:: TEXT SHOWN ::

================

You are viewing a plain text version of this content. The canonical link for it is here.
Posted to common-user@hadoop.apache.org by Otis Gospodnetic <ot...@yahoo.com> on 2010/01/20 20:02:38 UTC

Re: Data currently stored in Solr index. Should it be moved to HDFS?

Hello,

Reading large result sets from Solr is not the way we typically advise people to use Solr. It's not designed for that (nor is Lucene, the search library at its core).  There is some work being done right now about getting Solr better at retrieveing large result sets, but my feeling is you'd be better of avoiding Solr and getting data to your MR jobs from files stored in HDFS.

Otis
--
Sematext -- http://sematext.com/ -- Solr - Lucene - Nutch



----- Original Message ----
> From: "Ranganathan, Sharmila" <sr...@library.rochester.edu>
> To: common-user@hadoop.apache.org
> Sent: Tue, January 19, 2010 5:15:36 PM
> Subject: Data currently stored in Solr index. Should it be moved to HDFS? 
> 
> Hi,
> 
> 
> 
> Our application stores GBs of data in Lucene Solr index. It reads from
> Solr index and does some processing on the data and stores it back in
> Solr as index. It is stored in Solr index so that faceted search is
> possible.  The process of reading from solr, processing data and writing
> back to index is very slow. So we are looking at some parallel
> programming frameworks. Hadoop MapReduce seems to take input in form of
> file and creates output as a file. Since we have data in Solr index,
> should we read data from index convert to a file and send it as input to
> Hadoop and read its output file and write the results to index? This
> read and write to index will still be time consuming if not run
> parallel. Or should we get rid of Solr index and just store data in
> HDFS.  Also the index is stored in one folder which means one disk.  We
> donot use multiple disks. Is use of multiple disk a must for Hadoop?
> 
> 
> 
> I am new to Hadoop and trying to figure out whether Hadoop is the
> solution for our application.
> 
> 
> 
> Thanks
> 
> SR


Re: Data currently stored in Solr index. Should it be moved to HDFS?

Posted by Otis Gospodnetic <ot...@yahoo.com>.
Hm, yes.  See how few hits this shows:


  http://search-hadoop.com/?q=non-distributed&fc_project=Hadoop

You can set it up on 1 box, but that's really useful only for development.
 
Otis
--
Sematext -- http://sematext.com/ -- Solr - Lucene - Nutch



----- Original Message ----
> From: "Ranganathan, Sharmila" <sr...@library.rochester.edu>
> To: common-user@hadoop.apache.org
> Sent: Wed, January 20, 2010 3:23:34 PM
> Subject: RE: Data currently stored in Solr index. Should it be moved to HDFS?
> 
> Thanks for your reply. Is Hadoop only for distributed applications? 
> 
> 
> -----Original Message-----
> From: Otis Gospodnetic [mailto:otis_gospodnetic@yahoo.com] 
> Sent: Wednesday, January 20, 2010 2:03 PM
> To: common-user@hadoop.apache.org
> Subject: Re: Data currently stored in Solr index. Should it be moved to
> HDFS?

================

:: DATA EXTRACT ::
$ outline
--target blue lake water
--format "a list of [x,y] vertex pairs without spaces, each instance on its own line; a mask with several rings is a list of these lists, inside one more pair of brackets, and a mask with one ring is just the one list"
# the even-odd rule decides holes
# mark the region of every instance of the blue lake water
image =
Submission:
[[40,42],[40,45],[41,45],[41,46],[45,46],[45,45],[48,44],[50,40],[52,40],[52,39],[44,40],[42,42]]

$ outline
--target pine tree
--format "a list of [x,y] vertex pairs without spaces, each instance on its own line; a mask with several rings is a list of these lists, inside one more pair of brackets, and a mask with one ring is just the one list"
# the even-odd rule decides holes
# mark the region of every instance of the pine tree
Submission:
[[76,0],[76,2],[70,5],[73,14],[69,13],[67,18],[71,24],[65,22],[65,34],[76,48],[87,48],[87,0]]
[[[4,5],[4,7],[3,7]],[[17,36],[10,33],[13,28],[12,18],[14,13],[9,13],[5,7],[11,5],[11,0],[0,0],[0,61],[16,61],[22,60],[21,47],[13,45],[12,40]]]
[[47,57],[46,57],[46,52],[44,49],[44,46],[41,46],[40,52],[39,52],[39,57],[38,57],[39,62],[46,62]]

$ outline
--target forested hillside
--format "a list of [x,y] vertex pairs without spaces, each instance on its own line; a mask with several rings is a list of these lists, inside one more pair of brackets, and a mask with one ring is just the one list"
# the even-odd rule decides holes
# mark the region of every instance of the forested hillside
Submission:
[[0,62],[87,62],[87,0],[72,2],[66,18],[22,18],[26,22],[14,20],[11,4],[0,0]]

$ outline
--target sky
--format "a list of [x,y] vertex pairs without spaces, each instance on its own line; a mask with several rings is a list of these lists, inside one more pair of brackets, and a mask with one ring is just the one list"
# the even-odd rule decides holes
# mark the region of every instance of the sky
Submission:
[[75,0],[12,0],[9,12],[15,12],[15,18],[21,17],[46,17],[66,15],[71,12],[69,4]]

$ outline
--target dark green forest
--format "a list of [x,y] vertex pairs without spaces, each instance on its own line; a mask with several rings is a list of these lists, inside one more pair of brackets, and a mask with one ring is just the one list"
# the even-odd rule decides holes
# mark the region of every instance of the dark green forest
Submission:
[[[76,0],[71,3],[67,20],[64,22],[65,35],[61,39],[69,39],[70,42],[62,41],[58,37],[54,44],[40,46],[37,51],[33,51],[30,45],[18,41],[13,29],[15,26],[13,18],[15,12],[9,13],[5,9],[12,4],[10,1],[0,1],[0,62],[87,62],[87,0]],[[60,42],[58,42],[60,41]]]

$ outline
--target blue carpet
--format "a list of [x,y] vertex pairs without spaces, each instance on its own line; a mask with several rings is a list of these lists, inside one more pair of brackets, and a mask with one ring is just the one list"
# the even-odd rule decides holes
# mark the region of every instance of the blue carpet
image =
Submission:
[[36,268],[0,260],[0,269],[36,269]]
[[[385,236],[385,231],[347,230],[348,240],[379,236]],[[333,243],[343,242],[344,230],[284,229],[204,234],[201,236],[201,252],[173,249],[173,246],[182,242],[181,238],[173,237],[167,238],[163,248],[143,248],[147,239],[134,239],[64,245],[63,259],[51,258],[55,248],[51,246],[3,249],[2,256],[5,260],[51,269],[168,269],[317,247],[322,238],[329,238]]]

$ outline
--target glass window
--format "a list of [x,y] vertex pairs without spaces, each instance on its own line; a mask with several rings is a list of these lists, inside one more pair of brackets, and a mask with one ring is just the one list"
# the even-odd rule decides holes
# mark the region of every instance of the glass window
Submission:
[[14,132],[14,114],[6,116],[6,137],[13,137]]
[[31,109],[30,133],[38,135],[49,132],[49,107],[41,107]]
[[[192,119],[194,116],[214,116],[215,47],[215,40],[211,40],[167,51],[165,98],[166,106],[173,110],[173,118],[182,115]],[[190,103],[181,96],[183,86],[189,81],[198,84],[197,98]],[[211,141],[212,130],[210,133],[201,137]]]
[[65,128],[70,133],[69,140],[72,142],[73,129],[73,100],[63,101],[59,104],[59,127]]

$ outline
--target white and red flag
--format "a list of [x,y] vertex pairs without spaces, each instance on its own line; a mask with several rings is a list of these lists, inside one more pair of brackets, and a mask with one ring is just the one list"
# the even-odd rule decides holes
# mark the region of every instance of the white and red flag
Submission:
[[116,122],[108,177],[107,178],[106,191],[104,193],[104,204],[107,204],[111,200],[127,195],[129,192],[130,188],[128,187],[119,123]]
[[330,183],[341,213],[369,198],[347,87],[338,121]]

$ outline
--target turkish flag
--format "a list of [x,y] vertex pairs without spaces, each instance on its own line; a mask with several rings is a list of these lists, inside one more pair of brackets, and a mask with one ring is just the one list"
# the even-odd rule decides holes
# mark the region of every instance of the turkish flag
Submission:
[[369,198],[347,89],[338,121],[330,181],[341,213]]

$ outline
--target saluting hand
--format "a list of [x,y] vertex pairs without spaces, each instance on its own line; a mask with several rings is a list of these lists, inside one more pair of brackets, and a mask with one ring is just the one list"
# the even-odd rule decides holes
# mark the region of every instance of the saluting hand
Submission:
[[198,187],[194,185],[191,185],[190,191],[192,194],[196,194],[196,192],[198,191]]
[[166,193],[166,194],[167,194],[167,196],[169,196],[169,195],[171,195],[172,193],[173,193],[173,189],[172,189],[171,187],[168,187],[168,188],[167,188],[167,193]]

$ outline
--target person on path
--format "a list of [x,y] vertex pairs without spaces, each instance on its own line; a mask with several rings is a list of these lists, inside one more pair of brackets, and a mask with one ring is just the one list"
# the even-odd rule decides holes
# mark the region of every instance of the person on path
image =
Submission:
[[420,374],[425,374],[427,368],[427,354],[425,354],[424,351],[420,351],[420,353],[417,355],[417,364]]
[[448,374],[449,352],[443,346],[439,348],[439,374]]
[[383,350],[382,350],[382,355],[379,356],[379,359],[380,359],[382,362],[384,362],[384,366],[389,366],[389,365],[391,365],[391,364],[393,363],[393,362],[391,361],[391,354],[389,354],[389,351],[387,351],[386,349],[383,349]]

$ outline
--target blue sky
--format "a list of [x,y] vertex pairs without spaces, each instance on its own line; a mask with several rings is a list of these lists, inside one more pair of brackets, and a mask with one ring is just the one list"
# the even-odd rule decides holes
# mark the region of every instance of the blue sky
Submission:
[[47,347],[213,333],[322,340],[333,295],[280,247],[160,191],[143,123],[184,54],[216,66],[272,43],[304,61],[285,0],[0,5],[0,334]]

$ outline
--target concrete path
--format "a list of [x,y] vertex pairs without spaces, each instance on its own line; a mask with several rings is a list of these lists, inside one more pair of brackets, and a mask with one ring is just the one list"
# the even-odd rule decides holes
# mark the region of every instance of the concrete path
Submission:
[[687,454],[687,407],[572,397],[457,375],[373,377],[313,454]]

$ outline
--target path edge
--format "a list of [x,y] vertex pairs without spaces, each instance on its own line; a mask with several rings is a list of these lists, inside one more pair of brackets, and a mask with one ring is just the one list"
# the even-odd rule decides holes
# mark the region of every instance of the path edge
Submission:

================

:: DIRECTIVES ::
1: From the mailing-list thread on moving Solr index data to HDFS, write out the part that opens with the words containing "Posted by Otis" and closes with "only for development.".
2: Continue the mailing-list thread on moving Solr index data to HDFS from the point where it stops.

:: RESPONSES ::
1:
Posted by Otis Gospodnetic <ot...@yahoo.com>.
Hm, yes.  See how few hits this shows:


  http://search-hadoop.com/?q=non-distributed&fc_project=Hadoop

You can set it up on 1 box, but that's really useful only for development.

2:
> 
> Hello,
> 
> Reading large result sets from Solr is not the way we typically advise
> people to use Solr. It's not designed for that (nor is Lucene, the
> search library at its core).  There is some work being done right now
> about getting Solr better at retrieveing large result sets, but my
> feeling is you'd be better of avoiding Solr and getting data to your MR
> jobs from files stored in HDFS.
> 
> Otis
> --
> Sematext -- http://sematext.com/ -- Solr - Lucene - Nutch
> 
> 
> 
> ----- Original Message ----
> > From: "Ranganathan, Sharmila" 
> > To: common-user@hadoop.apache.org
> > Sent: Tue, January 19, 2010 5:15:36 PM
> > Subject: Data currently stored in Solr index. Should it be moved to
> HDFS? 
> > 
> > Hi,
> > 
> > 
> > 
> > Our application stores GBs of data in Lucene Solr index. It reads from
> > Solr index and does some processing on the data and stores it back in
> > Solr as index. It is stored in Solr index so that faceted search is
> > possible.  The process of reading from solr, processing data and
> writing
> > back to index is very slow. So we are looking at some parallel
> > programming frameworks. Hadoop MapReduce seems to take input in form
> of
> > file and creates output as a file. Since we have data in Solr index,
> > should we read data from index convert to a file and send it as input
> to
> > Hadoop and read its output file and write the results to index? This
> > read and write to index will still be time consuming if not run
> > parallel. Or should we get rid of Solr index and just store data in
> > HDFS.  Also the index is stored in one folder which means one disk.
> We
> > donot use multiple disks. Is use of multiple disk a must for Hadoop?
> > 
> > 
> > 
> > I am new to Hadoop and trying to figure out whether Hadoop is the
> > solution for our application.
> > 
> > 
> > 
> > Thanks
> > 
> > SR


RE: Data currently stored in Solr index. Should it be moved to HDFS?

Posted by "Ranganathan, Sharmila" <sr...@library.rochester.edu>.
Thanks for your reply. Is Hadoop only for distributed applications? 


-----Original Message-----
From: Otis Gospodnetic [mailto:otis_gospodnetic@yahoo.com] 
Sent: Wednesday, January 20, 2010 2:03 PM
To: common-user@hadoop.apache.org
Subject: Re: Data currently stored in Solr index. Should it be moved to
HDFS?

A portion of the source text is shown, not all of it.